Saved entries
Start of Block

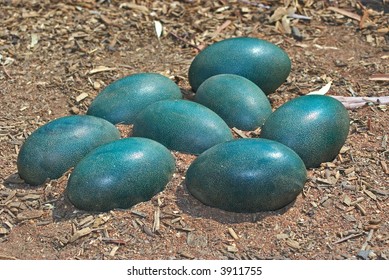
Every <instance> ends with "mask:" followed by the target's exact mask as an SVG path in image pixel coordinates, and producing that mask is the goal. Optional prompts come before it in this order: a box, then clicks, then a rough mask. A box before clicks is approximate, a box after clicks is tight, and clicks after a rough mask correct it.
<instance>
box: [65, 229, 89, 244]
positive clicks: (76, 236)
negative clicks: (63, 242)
mask: <svg viewBox="0 0 389 280" xmlns="http://www.w3.org/2000/svg"><path fill="white" fill-rule="evenodd" d="M91 232H92V230H91V229H90V228H89V227H86V228H83V229H80V230H78V231H76V232H75V233H74V234H73V235H72V236H71V237H70V239H69V242H74V241H76V240H77V239H79V238H81V237H83V236H85V235H88V234H90V233H91Z"/></svg>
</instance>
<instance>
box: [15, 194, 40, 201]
mask: <svg viewBox="0 0 389 280" xmlns="http://www.w3.org/2000/svg"><path fill="white" fill-rule="evenodd" d="M40 198H41V195H40V194H27V195H25V196H22V197H21V198H20V200H23V201H24V200H38V199H40Z"/></svg>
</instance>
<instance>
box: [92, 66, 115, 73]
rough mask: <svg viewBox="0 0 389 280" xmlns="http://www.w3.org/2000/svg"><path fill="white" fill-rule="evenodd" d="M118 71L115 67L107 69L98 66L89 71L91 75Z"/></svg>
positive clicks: (110, 67)
mask: <svg viewBox="0 0 389 280" xmlns="http://www.w3.org/2000/svg"><path fill="white" fill-rule="evenodd" d="M114 70H116V68H115V67H106V66H98V67H96V68H94V69H92V70H90V71H89V74H91V75H92V74H96V73H100V72H107V71H114Z"/></svg>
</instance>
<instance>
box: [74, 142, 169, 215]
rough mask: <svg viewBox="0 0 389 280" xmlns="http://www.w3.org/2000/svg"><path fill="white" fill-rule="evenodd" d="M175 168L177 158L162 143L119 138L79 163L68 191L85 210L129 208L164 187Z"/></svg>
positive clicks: (160, 190)
mask: <svg viewBox="0 0 389 280" xmlns="http://www.w3.org/2000/svg"><path fill="white" fill-rule="evenodd" d="M174 170H175V159H174V157H173V156H172V154H171V153H170V151H169V150H168V149H166V148H165V147H164V146H163V145H161V144H159V143H157V142H155V141H153V140H150V139H144V138H136V137H132V138H125V139H120V140H117V141H114V142H111V143H108V144H106V145H102V146H100V147H98V148H96V149H95V150H93V151H92V152H90V153H89V154H88V155H87V156H86V157H85V158H83V159H82V160H81V161H80V162H79V163H78V164H77V165H76V167H75V168H74V170H73V172H72V174H71V175H70V177H69V181H68V185H67V188H66V194H67V197H68V198H69V200H70V202H72V204H73V205H74V206H76V207H77V208H79V209H82V210H87V211H109V210H111V209H115V208H121V209H126V208H130V207H131V206H133V205H135V204H137V203H139V202H142V201H148V200H150V199H151V198H152V197H153V196H154V195H156V194H157V193H159V192H161V191H162V190H164V188H165V186H166V185H167V183H168V182H169V180H170V179H171V177H172V176H173V173H174Z"/></svg>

End of Block

• **Request**
Display each line of the items that contains the string "clicks". Uppercase and lowercase letters count as different.

• **Finished exercise**
Every <instance> ends with "mask:" followed by the target's exact mask as an SVG path in image pixel coordinates, and producing that mask is the goal. Optional prompts come before it in this order: a box, then clicks, then a rough mask. A box before clicks is approximate, a box after clicks is tight, and clicks after a rough mask correct it.
positive clicks: (76, 236)
negative clicks: (63, 242)
positive clicks: (110, 67)
positive clicks: (160, 190)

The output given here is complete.